What to do:
[1] Answer these questions using the text about error charts:
(a) What does the dashboard chart show for each monitored service?
(b) In a stacked bar chart, what shows the total percentage of errors?
(c) In the example with 100 measurements, where would the top of the stack be, and what is the total error ratio?
[2] Summarize the text about error charts in two sentences.

Text:
----

Our monitoring system measures the parameters of telecommunications services at regular intervals, and based on the measured parameter values, automatically decides if there were service errors. For every monitored service, there is a chart on our dashboard, which displays in percents the ratio of error-detecting measurements to all measurements. Different service error types are displayed with different colors.

2. EASY CASE: Mutually exclusive error types

In most cases, one measurement can detect at most one service error type, so I could use stacked bar charts. This way the user can examine not just the percentage of different error types, but also the total percentage of errors, which is shown by the total height of the stack. Example chart with 6 possible error types:

enter image description here

The users like this solution.

3. MY PROBLEM: Simultaneous error types

In rare cases one measurement can detect more than one service error type, even all of them.

a) I cannot use stacked bar charts because the height of the stack would be misleading. For example, if there are 100 measurements, and 5 of them detects errors, but all of them detect the same 3 error types, then the top of the stack would be at 15%, while the total error ratio is 5%.

----

Dataset excerpts on object pointing
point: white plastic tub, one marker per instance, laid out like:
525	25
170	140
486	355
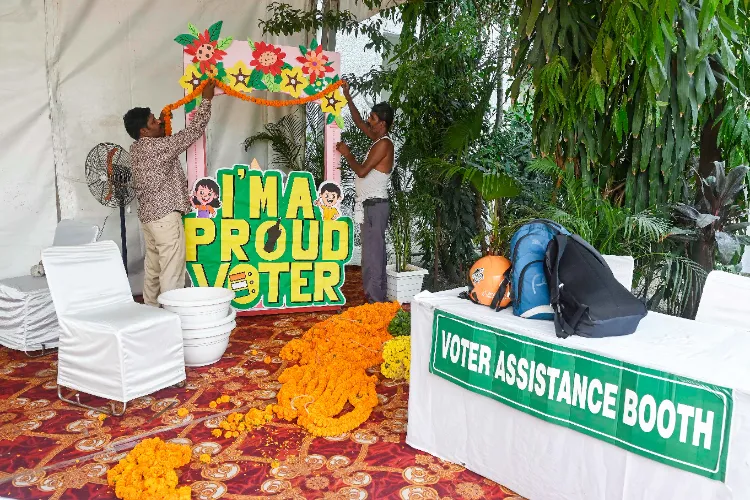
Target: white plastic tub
205	353
197	304
210	329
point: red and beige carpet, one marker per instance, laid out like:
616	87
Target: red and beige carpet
51	450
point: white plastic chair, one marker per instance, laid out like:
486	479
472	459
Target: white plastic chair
110	346
725	301
622	267
27	316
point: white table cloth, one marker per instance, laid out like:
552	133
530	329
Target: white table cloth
542	460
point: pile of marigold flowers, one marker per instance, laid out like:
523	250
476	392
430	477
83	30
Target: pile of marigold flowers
332	358
240	422
397	358
148	472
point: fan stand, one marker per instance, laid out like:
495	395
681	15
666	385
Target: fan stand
123	237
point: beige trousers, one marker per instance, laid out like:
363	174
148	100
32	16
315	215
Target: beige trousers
165	257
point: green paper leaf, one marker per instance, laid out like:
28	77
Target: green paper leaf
185	39
256	80
224	44
215	30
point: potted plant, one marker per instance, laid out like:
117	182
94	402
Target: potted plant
405	280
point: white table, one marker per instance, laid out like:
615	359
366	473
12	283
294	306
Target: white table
543	460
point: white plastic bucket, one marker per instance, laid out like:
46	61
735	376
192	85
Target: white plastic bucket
193	327
205	353
197	304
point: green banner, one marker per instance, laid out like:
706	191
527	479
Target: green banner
673	420
276	244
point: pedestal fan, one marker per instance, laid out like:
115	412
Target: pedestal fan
110	181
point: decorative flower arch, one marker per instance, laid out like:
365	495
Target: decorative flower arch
307	74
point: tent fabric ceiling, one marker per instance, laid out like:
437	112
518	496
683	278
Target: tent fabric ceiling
72	68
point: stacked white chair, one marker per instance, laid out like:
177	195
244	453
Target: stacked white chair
27	316
725	301
110	346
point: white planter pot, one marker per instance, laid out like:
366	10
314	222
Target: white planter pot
404	286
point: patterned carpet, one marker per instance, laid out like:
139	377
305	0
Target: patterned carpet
51	450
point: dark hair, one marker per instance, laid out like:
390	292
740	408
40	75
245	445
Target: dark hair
210	184
135	120
330	187
384	111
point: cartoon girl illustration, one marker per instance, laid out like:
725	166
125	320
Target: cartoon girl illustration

----

Answers for the exercise:
[1]
(a) It shows, in percents, the ratio of error-detecting measurements to all measurements.
(b) The total height of the stack.
(c) The top of the stack would be at 15%, while the total error ratio is 5%.

[2] A monitoring system measures telecommunications service parameters at regular intervals, automatically decides whether there were service errors, and charts the percentage of error-detecting measurements for each service, with error types in different colors. Stacked bar charts suit the usual case where a measurement detects at most one error type, but when one measurement can detect several types, the stack height becomes misleading, reaching 15% in one example where the total error ratio is 5%.